- _Document passage_
Segment Open

The Main Line region’s interest in true crime coincides with a love of history that’s best explored through conversation and literature.
Kathryn Canavan had already “cobbled together” a respectable freelance career working for the Philadelphia Inquirer and other news outlets when she fell somewhat reluctantly into true crime. While taking some time off to care for an elderly parent, Canavan toured the Petersen House, where President Lincoln was taken after he was shot on April 14, 1865. A popular tourist destination and part of the Ford’s Theatre National Historic Site, the former boarding house draws bout 600,000 people each year—and they inevitably pause in silence in the back room where he died.
Working on assignment for AARP a few blocks from Ford’s Theatre at the time, Canavan found herself wondering about the doctors, reporters and ordinary folk who’d been there on that horrible day. She was so interested, in fact, that she literally ran to the Library of Congress to do some research on the stories of those who’d witnessed Lincoln’s final hours. Five years later, she had enough material for her first book. Lincoln’s Final Hours: Conspiracy, Terror, and the Assassination of America’s Greatest President was published in 2015 by the University Press of Kentucky.

Segment Closed

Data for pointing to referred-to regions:

Segment Open

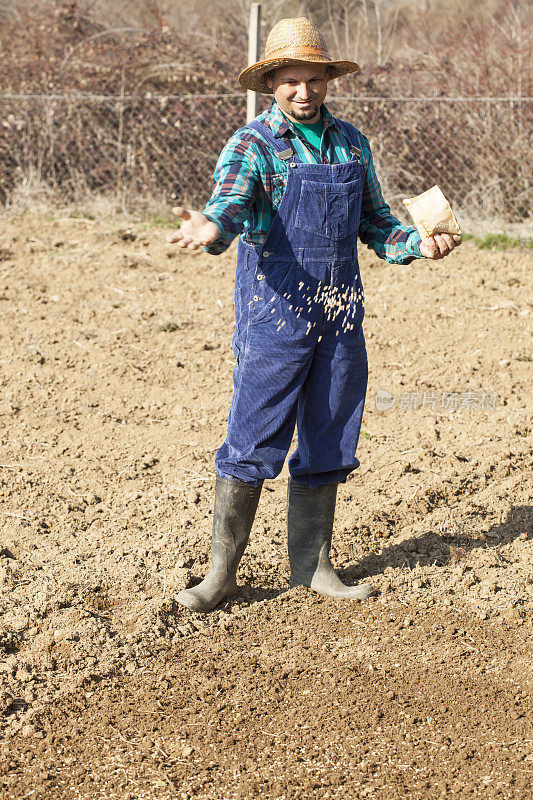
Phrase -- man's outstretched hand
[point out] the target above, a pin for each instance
(195, 230)
(439, 245)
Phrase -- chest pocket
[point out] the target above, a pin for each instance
(329, 210)
(279, 181)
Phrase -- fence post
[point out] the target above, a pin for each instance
(254, 31)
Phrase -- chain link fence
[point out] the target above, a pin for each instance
(164, 148)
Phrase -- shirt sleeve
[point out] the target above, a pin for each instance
(234, 185)
(379, 228)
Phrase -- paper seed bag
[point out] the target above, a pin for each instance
(431, 213)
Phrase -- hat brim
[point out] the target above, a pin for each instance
(254, 76)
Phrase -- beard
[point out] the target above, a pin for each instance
(304, 114)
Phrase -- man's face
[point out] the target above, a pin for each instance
(300, 90)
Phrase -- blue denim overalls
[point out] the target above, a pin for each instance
(298, 343)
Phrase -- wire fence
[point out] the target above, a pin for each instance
(165, 147)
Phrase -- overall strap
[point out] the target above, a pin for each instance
(279, 146)
(354, 138)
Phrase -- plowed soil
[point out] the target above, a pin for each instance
(116, 381)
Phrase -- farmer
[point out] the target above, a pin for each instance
(299, 187)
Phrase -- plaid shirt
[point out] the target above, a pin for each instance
(249, 182)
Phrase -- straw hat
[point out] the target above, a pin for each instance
(292, 41)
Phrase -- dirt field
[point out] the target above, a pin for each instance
(116, 380)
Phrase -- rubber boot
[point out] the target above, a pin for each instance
(233, 516)
(310, 527)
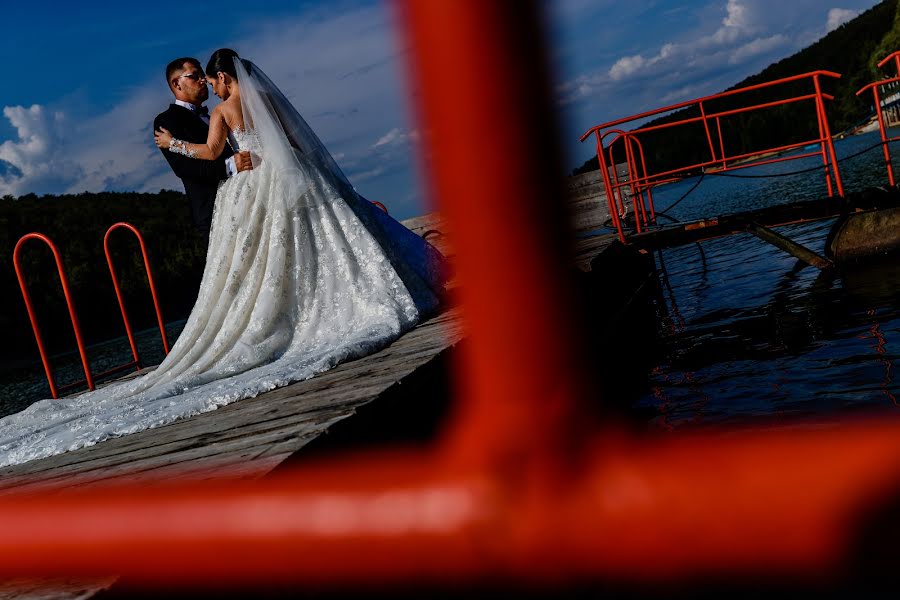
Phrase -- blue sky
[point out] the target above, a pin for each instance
(80, 95)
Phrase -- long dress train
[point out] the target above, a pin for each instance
(298, 278)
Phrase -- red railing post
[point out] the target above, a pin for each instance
(45, 359)
(608, 187)
(826, 134)
(646, 181)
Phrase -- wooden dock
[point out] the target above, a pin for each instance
(251, 437)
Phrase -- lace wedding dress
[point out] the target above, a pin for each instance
(301, 274)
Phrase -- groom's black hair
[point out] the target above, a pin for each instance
(178, 65)
(222, 60)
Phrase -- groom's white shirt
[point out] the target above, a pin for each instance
(230, 168)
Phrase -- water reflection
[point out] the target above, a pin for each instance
(749, 331)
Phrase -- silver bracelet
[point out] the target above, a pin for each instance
(181, 148)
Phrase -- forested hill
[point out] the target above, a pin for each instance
(76, 224)
(853, 50)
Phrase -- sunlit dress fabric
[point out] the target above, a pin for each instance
(293, 285)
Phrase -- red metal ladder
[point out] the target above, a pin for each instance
(89, 377)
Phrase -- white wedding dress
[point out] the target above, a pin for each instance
(301, 274)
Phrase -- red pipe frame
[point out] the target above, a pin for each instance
(112, 272)
(639, 183)
(521, 489)
(882, 126)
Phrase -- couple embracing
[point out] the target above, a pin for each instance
(301, 272)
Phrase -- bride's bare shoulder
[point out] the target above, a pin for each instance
(231, 111)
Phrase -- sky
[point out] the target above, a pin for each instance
(87, 79)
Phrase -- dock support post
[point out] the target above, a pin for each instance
(790, 246)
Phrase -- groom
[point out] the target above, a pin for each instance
(188, 120)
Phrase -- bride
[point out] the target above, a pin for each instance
(301, 274)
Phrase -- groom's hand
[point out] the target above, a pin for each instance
(242, 161)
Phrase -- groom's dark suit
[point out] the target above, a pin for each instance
(200, 177)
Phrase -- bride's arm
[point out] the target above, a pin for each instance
(215, 141)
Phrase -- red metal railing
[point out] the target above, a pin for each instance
(882, 126)
(79, 340)
(523, 489)
(89, 377)
(112, 272)
(640, 182)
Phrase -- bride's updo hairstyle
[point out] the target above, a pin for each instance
(223, 60)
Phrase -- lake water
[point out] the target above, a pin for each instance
(744, 332)
(747, 332)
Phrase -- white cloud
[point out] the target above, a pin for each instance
(38, 153)
(756, 47)
(341, 69)
(839, 16)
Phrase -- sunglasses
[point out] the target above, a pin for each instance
(195, 75)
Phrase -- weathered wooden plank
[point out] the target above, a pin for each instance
(289, 411)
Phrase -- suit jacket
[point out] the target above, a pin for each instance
(200, 177)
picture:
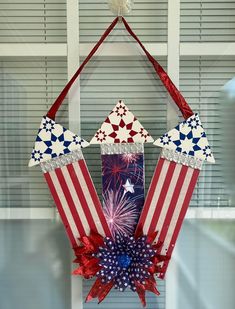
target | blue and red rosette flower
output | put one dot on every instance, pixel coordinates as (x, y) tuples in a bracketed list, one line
[(121, 262)]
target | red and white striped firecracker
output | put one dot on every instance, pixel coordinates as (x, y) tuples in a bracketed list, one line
[(58, 151), (175, 177)]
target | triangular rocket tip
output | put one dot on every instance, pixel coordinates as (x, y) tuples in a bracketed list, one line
[(121, 126), (189, 138), (53, 140)]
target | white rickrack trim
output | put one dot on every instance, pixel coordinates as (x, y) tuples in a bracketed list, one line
[(181, 158), (60, 161), (122, 148)]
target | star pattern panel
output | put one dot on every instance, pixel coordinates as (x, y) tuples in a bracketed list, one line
[(188, 138), (121, 126), (52, 141)]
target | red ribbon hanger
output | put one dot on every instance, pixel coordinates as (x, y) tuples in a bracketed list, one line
[(167, 82)]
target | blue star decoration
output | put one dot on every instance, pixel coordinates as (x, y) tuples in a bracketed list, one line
[(37, 155), (54, 140), (48, 124), (165, 139), (188, 138)]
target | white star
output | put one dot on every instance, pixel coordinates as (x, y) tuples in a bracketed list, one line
[(128, 187)]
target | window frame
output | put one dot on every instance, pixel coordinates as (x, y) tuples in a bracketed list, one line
[(173, 50)]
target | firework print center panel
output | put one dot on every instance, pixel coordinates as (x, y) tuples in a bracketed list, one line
[(123, 190)]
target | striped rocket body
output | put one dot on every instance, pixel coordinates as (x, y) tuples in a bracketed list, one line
[(166, 204), (77, 201)]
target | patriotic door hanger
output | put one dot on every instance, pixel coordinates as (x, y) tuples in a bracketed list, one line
[(128, 241), (121, 137)]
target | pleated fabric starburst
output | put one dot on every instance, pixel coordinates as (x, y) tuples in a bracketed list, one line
[(121, 262)]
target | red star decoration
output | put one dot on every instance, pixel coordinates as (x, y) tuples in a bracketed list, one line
[(121, 110), (122, 124), (100, 135)]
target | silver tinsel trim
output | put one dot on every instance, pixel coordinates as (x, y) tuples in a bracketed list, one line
[(60, 161), (121, 148), (181, 158)]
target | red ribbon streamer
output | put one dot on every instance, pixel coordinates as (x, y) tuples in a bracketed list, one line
[(169, 85)]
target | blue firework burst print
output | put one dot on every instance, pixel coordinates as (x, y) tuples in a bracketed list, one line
[(123, 191)]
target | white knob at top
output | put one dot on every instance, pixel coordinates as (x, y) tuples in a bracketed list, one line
[(120, 7)]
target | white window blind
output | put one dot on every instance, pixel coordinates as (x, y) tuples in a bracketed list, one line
[(36, 21), (201, 80), (148, 19), (27, 89), (103, 83), (207, 21)]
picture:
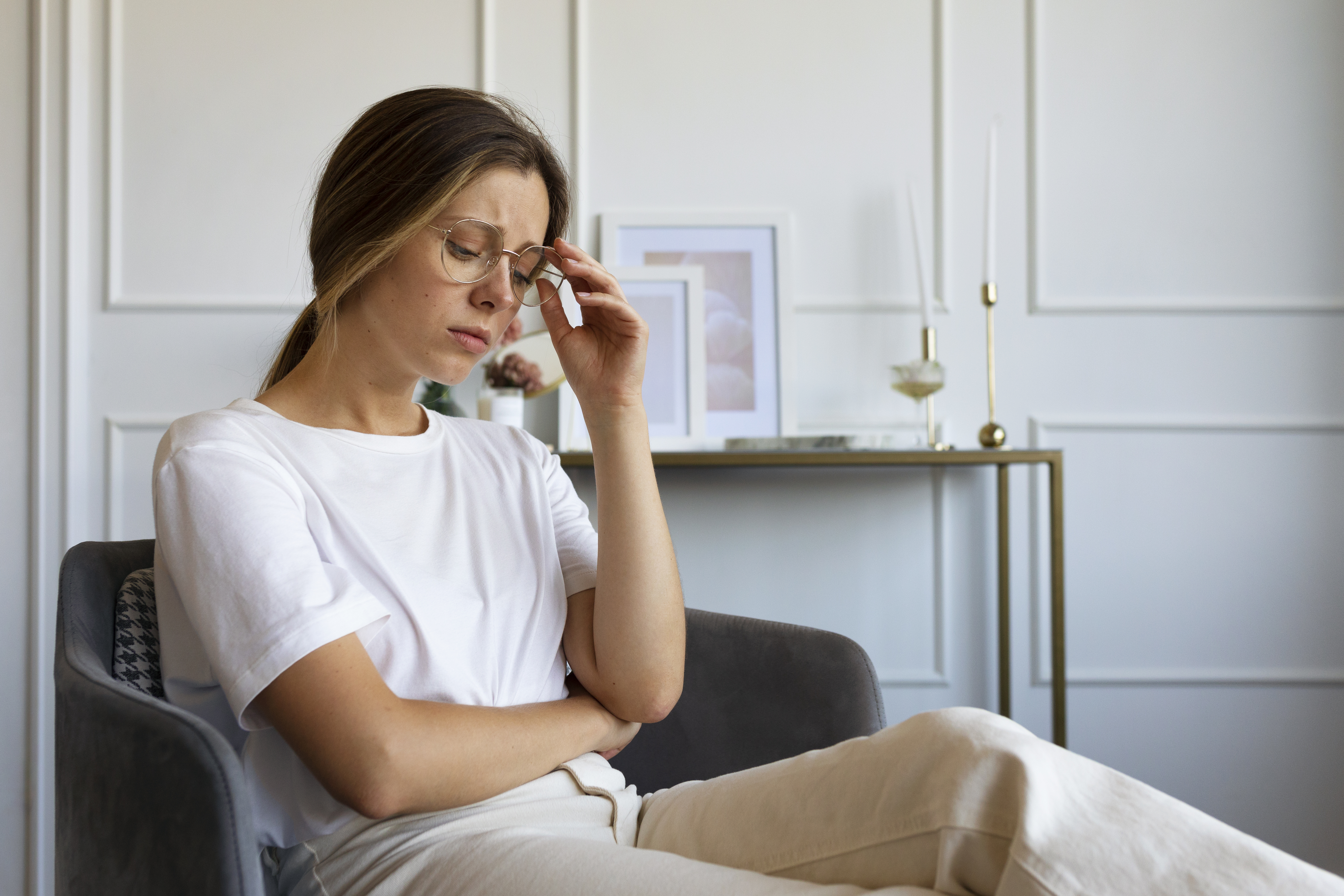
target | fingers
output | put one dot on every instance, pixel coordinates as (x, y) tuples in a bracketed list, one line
[(553, 312), (611, 309), (585, 273)]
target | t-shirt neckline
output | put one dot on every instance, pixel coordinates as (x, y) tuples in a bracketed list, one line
[(386, 444)]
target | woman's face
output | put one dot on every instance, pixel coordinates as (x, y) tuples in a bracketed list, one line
[(422, 323)]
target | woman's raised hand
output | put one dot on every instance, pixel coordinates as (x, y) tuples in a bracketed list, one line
[(603, 359)]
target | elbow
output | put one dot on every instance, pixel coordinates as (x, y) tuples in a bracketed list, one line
[(371, 803), (654, 703), (367, 782)]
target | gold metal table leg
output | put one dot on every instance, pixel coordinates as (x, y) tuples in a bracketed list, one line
[(1004, 605), (1058, 694)]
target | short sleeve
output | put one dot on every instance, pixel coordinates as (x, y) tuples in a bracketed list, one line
[(233, 535), (576, 541)]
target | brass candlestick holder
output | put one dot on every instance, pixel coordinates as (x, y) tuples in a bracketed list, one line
[(991, 434), (921, 379)]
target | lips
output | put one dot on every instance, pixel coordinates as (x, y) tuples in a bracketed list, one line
[(475, 340)]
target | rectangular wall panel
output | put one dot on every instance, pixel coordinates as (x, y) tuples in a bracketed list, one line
[(721, 105), (220, 117), (858, 551), (1199, 553), (1186, 155)]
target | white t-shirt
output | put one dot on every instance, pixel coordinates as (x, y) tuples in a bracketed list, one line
[(451, 553)]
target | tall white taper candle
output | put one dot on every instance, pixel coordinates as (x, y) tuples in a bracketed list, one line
[(915, 229), (991, 201)]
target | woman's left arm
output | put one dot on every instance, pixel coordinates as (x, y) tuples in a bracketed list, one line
[(626, 640)]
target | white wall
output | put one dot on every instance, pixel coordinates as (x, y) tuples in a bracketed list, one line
[(14, 437), (1170, 287)]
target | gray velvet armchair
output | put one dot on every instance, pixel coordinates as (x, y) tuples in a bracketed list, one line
[(151, 800)]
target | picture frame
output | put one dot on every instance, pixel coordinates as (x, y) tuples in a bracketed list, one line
[(671, 302), (749, 302)]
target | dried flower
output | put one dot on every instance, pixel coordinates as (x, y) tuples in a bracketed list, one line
[(515, 371)]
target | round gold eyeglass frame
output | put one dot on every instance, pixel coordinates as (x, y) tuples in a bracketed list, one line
[(519, 289)]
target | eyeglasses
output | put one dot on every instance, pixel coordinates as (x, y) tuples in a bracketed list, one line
[(474, 248)]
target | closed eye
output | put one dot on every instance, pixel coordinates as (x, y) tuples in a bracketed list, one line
[(460, 252)]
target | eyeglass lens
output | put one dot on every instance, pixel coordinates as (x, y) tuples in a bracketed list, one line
[(472, 248)]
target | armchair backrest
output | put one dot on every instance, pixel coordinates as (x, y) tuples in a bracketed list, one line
[(150, 798), (755, 692)]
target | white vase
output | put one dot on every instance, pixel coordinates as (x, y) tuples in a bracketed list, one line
[(500, 406)]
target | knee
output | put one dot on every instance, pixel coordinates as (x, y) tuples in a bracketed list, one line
[(962, 727)]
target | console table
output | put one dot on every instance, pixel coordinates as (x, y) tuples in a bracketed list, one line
[(1054, 459)]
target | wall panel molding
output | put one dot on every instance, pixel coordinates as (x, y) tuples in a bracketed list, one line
[(1039, 302), (1041, 431), (113, 194), (115, 433), (941, 632)]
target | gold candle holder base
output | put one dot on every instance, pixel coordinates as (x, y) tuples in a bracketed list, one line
[(931, 351), (991, 434)]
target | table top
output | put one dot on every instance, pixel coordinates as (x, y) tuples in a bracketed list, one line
[(850, 457)]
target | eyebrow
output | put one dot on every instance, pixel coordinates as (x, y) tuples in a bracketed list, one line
[(502, 229)]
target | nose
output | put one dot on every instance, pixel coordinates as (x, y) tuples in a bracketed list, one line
[(497, 291)]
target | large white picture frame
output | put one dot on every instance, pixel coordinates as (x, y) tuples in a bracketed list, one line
[(671, 302), (749, 302)]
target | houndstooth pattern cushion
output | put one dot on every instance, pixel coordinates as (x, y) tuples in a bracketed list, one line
[(135, 653)]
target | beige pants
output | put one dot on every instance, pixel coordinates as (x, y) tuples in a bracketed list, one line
[(959, 801)]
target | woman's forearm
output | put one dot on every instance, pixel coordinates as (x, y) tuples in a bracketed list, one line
[(384, 756), (639, 622)]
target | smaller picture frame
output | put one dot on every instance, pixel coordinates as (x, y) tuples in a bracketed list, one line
[(671, 302), (748, 299)]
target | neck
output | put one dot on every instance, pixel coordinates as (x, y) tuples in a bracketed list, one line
[(339, 387)]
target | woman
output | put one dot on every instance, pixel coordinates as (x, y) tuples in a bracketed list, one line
[(377, 604)]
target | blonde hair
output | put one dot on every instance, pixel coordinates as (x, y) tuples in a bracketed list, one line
[(393, 173)]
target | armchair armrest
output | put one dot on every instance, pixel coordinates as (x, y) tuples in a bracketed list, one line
[(756, 692)]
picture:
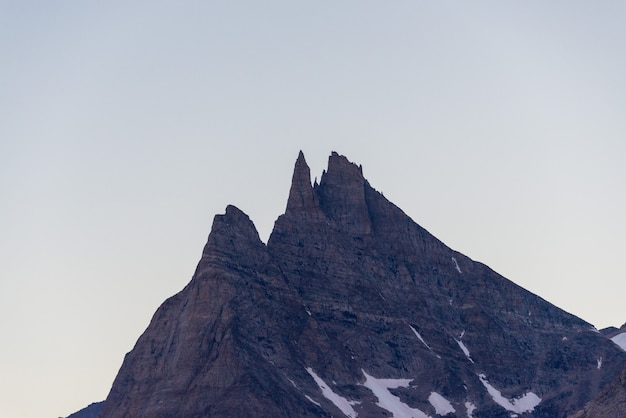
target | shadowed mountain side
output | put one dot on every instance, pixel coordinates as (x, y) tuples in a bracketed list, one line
[(348, 287)]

Segment Closed

- _Parts of the exercise_
1. Answer these questions from the article on Kathryn Canavan:
(a) To which house was President Lincoln taken after he was shot?
(b) Where did Canavan go to research the stories of those who witnessed Lincoln's final hours?
(c) Which publisher released her first book, and in what year?
2. Render this sentence from the article on Kathryn Canavan in Spanish: "Five years later, she had enough material for her first book."
3. Carry on the article on Kathryn Canavan from the point where it stops.
The material is not needed here.

- _Set of answers_
1.
(a) The Petersen House.
(b) The Library of Congress.
(c) The University Press of Kentucky, in 2015.

2. Cinco años después, tenía suficiente material para su primer libro.

3.
The rave reviews for the book caught the attention of Lyons Press, which proposed a book on true crime. Canavan balked at first. Then the acquisitions editor reminded her that the Lincoln assassination was the most consequential true crime in American history. It was enough to convince Canavan. Just 14 months later, she’d finished True Crime Philadelphia: From America’s First Robbery to the Real-Life Killers Who Inspired Boardwalk Empire.
The 2021 book’s 16 Philly crimes include America’s first bank robbery (1798) and kidnapping for ransom (1874). There’s the South Philadelphia man who recruited unhappy Depression-era housewives for the largest mass murder plot in U.S. history—and the story of famed bank robber Willie Sutton, who made a bold daylight escape from Eastern State Penitentiary in 1945.
Canavan’s husband, John Sweeney— who grew up in Port Richmond area of Philadelphia—had a few suggestions, including the aforementioned South Philadelphia mass murder ring that involved arsenic-laced spaghetti. Ultimately, 75 people were exhumed to make a case that sent two convicted felons to the electric chair.
Lately, Canavan has been considering the forgotten women of the Lincoln assassination. She finds herself drawn to a “kinder, gentler” era of crime. “It’s fun to write,” says the Wilmington resident. “You can’t make this stuff up.”
And readers apparently can’t get enough. True Crime Philadelphia is currently in its second printing. The first batch sold out in 31 days.
“Women are always scared,” says Kate Shaw, Tredyffrin Township Libraries’ director of reference and technology.
Shaw runs the Crime Time Online discussion group. Its 10 or so members have met once a month for two years, moving online permanently during the pandemic. “We read books in the beginning,” Shaw says. “Now we do our own research into unsolved cases.”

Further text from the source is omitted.